> EJERCICIO PLANTEADO A: Según el pasaje sobre La flor, ¿de qué película de Jean Renoir es una reescritura imposible la quinta historia?

> PASAJE CITADO:

'''

Había que encontrar la clave, nomás. Se trataba de eso. De estar atento al gesto, al detalle, a la palabra que nos revelase en algún momento su sentido verdadero. Y para eso había que escuchar y prestar atención. No a todo lo que se decía o a la información (puras trampas, puro McGuffin), sino al tono, a la dicción, a la enunciación ostensiblemente falsa, doblada, desfasada; al proceso de deconstrucción genérica que al abandonar el fuera de campo se volvía cuerpo. Porque esa frialdad inicial de la forma en el primer episodio, que apenas nos sugería la infinitud del espacio pero nos dejaba fuera de él, impidiéndonos participar de la fantasía y presentándonos el mundo como algo externo y controlado, carente de todo riego, tenía que ver con una elección que iba más allá del exceso y la megalomanía. La desmesura que hay en La flor responde a la idea del grotesco como cosa pública y universal, como cuerpo/objeto  múltiple que se abre y cambia. Es la idea del carnaval tal como la entendía Bajtin al pensar la cultura medieval, y es una idea que subyace a lo largo de toda la película como espacio para la transformación y la liberación. Llinás elige voluntariamente su máscara y se aísla, no para evitar la comunicación con el resto del mundo, sino para hacer de ese extrañamiento una subjetividad que le permita transgredir los géneros.

Los núcleos de acción son verbales en La flor. La clave de la película justamente está en las voces y en los enunciados de las mismas, ahí donde Llinás hace decir (y cantar) eso que escribe; ahí donde el imaginario dibujado en el papel (de una libreta en este caso) se vuelve imagen y materia. Allí es cuando La flor gana: cuando el relato cede ante la puesta en escena para decir -y convertirse en- otra cosa; cuando la verdad de lo escrito se cifra en la mentira de lo que se ve; cuando la falsedad se duplica: ahí está el cine de La flor. A diferencia de Historias extraordinarias, donde las historias principales eran tres, en La flor tenemos seis: cuatro de ellas empiezan y no terminan, nos dice el director; la quinta, que es una reescritura imposible de Un día de campo de Jean Renoir, tiene su comienzo y su final; de la sexta historia sólo vemos –entre velos- su resolución, que es a la vez el momento en el que la película se saca finalmente la máscara para descubrir el mundo dado vuelta y para dejarnos en claro que, más allá de la clase B, del musical, de la intriga, del cine mudo y el melodrama, por mencionar sólo algunos de los géneros transitados a lo largo de las catorce horas que dura la película, en el fondo hemos estado siempre ante una comedia.

'''

> MATERIAL MOSTRADO:
'''

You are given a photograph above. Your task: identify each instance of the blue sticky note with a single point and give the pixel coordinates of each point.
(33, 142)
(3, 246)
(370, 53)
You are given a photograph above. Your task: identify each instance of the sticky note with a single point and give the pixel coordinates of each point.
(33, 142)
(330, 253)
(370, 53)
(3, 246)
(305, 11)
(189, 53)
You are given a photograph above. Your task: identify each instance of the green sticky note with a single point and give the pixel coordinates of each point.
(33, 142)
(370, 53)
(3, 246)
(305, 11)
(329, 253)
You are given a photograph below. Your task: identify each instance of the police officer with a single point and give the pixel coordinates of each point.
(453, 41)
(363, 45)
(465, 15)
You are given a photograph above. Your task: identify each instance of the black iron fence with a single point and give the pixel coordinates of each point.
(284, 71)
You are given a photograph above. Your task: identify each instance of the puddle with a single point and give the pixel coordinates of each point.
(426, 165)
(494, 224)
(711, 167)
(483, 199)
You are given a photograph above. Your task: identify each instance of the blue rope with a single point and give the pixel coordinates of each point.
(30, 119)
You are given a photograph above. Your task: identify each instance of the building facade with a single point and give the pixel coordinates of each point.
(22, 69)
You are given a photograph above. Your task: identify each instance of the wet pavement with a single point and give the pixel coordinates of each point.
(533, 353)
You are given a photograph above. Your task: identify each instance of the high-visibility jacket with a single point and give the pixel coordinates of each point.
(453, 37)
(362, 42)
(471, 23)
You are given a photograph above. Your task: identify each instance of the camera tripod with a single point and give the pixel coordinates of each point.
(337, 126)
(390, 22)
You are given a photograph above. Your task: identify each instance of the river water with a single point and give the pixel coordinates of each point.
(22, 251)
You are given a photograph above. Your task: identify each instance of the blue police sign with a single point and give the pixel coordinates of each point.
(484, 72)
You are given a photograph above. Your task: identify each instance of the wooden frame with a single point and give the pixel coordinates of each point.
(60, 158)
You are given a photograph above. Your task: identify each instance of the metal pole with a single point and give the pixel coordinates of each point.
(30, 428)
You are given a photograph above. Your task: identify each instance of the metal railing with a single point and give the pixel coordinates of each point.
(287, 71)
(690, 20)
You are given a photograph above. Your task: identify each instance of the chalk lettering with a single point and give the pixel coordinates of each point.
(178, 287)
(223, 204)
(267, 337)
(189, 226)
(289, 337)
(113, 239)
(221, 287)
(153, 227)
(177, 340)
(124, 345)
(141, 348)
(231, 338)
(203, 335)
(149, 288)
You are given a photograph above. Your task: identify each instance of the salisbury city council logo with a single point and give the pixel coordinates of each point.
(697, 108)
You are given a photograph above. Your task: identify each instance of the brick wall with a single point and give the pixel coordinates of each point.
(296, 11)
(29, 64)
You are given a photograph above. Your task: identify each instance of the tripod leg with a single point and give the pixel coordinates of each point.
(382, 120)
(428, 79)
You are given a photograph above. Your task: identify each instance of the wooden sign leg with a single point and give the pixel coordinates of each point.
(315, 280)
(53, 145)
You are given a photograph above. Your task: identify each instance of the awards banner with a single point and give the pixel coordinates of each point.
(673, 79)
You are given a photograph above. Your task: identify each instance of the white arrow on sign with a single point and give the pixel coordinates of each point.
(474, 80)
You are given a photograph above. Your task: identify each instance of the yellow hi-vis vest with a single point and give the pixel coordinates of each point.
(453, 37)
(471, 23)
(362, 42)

'''

> EJERCICIO PLANTEADO B: Filtra los registros y copia cada línea que contenga la palabra "wooden".

> RESPUESTA DESARROLLADA A: La quinta historia es una reescritura imposible de Un día de campo.

> RESPUESTA DESARROLLADA B:
You are given a photograph above. Your task: identify each instance of the wooden frame with a single point and give the pixel coordinates of each point.
You are given a photograph above. Your task: identify each instance of the wooden sign leg with a single point and give the pixel coordinates of each point.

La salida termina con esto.